-- begin Selected passage --
Loading AVRO data using KAFKA Parser

Jim_Donnelly · January 2016

Hi,

I am trying to test loading data using the KafkaAVROParser. I have configured the topic with the following parameters:

parser=KafkaAVROParser
parser-parameters=flatten_maps=TRUE,flatten_arrays=TRUE,codec='default',external_schema='{ "type": "record", "namespace": "org.foo", "name": "test", "fields": [ { "name":
"dim", "type": "string" }] }'

I am sending the data as follows to the Kafka topic:

DatumWriter<GenericRecord>writer = new GenericDatumWriter<GenericRecord>(schema);
GenericRecord record = new GenericData.Record(schema);
record.put("dim", new Utf8("dim"));
ByteArrayOutputStream out = new ByteArrayOutputStream();
BinaryEncoder encoder = EncoderFactory.get().binaryEncoder(out, null);
writer.write(record, encoder);
encoder.flush();
out.close();
byte[] msgBytes = out.toByteArray();

KeyedMessage<String, byte[]> message = new KeyedMessage<String, byte[]>("test_topic_2",msgBytes);
producer.send(message);

Whenever I send data to the kafka topic I get the following error in the Vertica rejection table:

Error creating reader for avro, data/schema not supported.
Note: Codec supported is avro null or snappy
When using external_schema messages cannot contain header(AVRO_MAGIC, AVRO_CODEC_KEY,AVRO_SCHEMA_KEY) and/or schema

I must have misconfigured the schema but cannot figure out what the problem is.

If someone has an example of how to configure the KafkaAVROParser with an external schema that would be a great help.

Thanks,

Jim

Cornelio · January 2016

Hi Jim

Actual KafkaAvroParser works with messages that contain Avro metadata (as Avro DafaFileWriter works https://avro.apache.org/docs/1.7.7/gettingstartedjava.html#Serializing-N101DE )

We are working on the enhancement that you mention (messages containing just the Avro data/datum) for future release

Thanks

Cornelio

Allen_Lee · March 2016

Hi Cornelio,

I tried the similar way as Jim to provide external schema and generated Avro message without metadata. I got different error:

Row [1] Exception: while parsing the Avro message. Object count exception, Avro record is not well formed or Kafka message has more than one Avro record.

I saw in the attached document on integrating Kafka, there's a way to provide external schema. Are you sure it's actually not supported? Or just there's some limitation for this feautre?

Besides, after reading your reply, I also tried the way you suggested. As a result, there's no error, but only rows with NULL column values are inserted into the target table. Do you know why this happend?

P.S. I didn't use flexible table but use normal table with accurate column definitions. When I tried flexible table, I can see the message packet(binary format) inserted into the table. However, I can find no way to extract the attributes from the __raw__ column of the flexible table.

Thanks,

Allen

Cornelio · March 2016

Hi Allen

external_schema is supported if you write your messages as in "https://avro.apache.org/docs/1.7.7/gettingstartedjava.html#Serializing+and+deserializing+without+code+generation" , note that this way of writing will include schema, so schema must be removed in order to use "external_schema" parameter.
-- end Selected passage --
-- begin Records for this task --
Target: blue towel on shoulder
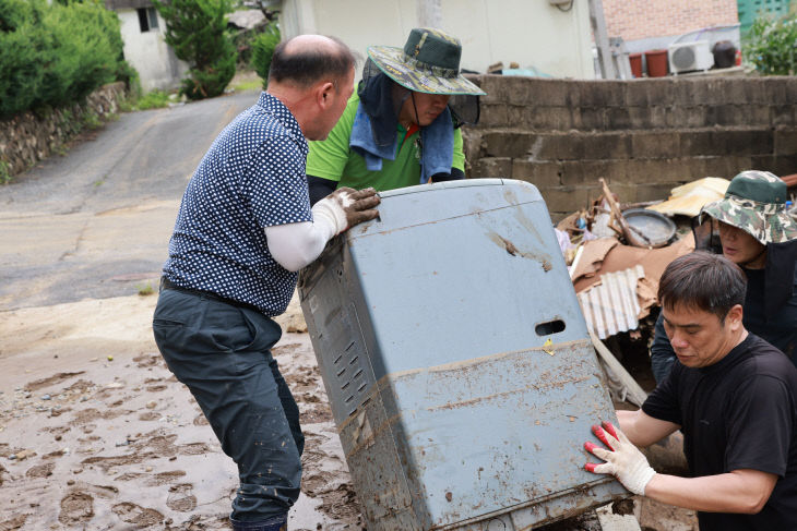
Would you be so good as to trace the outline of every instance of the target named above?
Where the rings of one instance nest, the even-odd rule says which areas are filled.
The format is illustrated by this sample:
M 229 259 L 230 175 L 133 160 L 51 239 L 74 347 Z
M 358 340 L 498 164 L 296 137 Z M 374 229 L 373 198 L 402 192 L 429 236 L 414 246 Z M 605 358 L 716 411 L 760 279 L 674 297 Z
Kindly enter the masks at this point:
M 366 113 L 362 104 L 357 106 L 357 113 L 352 126 L 352 136 L 348 145 L 366 159 L 369 171 L 380 171 L 382 160 L 395 160 L 397 134 L 393 143 L 378 145 L 371 131 L 371 119 Z M 450 173 L 454 159 L 454 124 L 448 107 L 426 128 L 420 130 L 420 183 L 429 182 L 436 173 Z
-- end Records for this task --
# [To-do list]
(1) According to the rejection-table error quoted in the Kafka Avro thread, which codecs are supported?
(2) Rewrite the data entries with "towel" replaced by "cloth", keeping everything else the same, and omit the pictures.
The Kafka Avro thread and the data entries have no connection to each other.

# [Worked solutions]
(1) Avro null or snappy.

(2)
Target: blue cloth on shoulder
Would you be so good as to trace the outline of every instance of the target named above?
Where the rings of one instance nest, the even-odd rule says which areas are filled.
The format is illustrated by this sample:
M 229 259 L 230 175 L 133 160 L 51 239 L 74 347 Z
M 358 340 L 498 164 L 296 137 Z M 374 229 L 373 198 L 402 192 L 429 236 L 414 246 Z M 605 358 L 716 411 L 760 279 L 674 297 Z
Kindly enter the masks at this point:
M 366 113 L 362 104 L 357 106 L 357 113 L 352 126 L 352 136 L 348 145 L 366 159 L 369 171 L 380 171 L 382 160 L 395 160 L 397 134 L 393 143 L 378 145 L 371 131 L 371 119 Z M 450 173 L 454 159 L 454 124 L 448 107 L 426 128 L 420 130 L 420 183 L 429 182 L 436 173 Z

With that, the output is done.